* [Task objective] Go through the records and copy each line where the string "below" occurs.

* [The records]

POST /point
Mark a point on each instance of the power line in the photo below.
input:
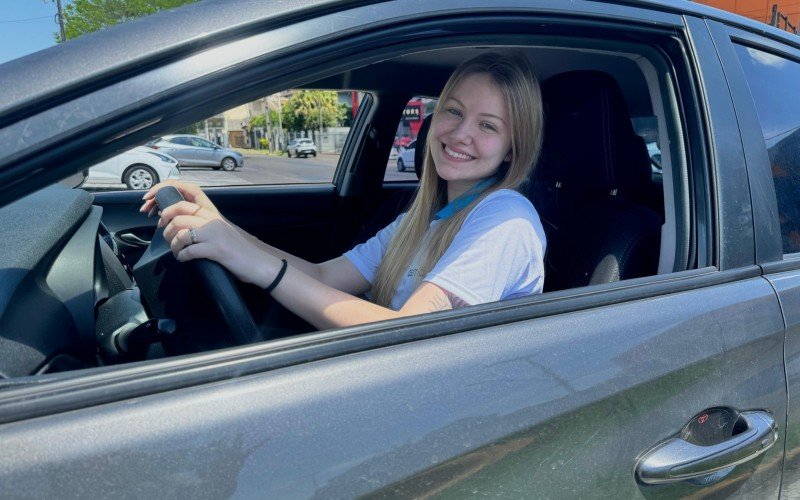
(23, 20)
==
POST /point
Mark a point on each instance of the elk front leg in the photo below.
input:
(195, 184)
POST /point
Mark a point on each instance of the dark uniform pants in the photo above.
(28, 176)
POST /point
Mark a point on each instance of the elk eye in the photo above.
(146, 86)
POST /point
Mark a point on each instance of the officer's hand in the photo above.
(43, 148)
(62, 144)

* [Solution for this task]
Mark a point on each instance of the power line in the photo below.
Mark a point on each instance of the elk front leg in the photo below.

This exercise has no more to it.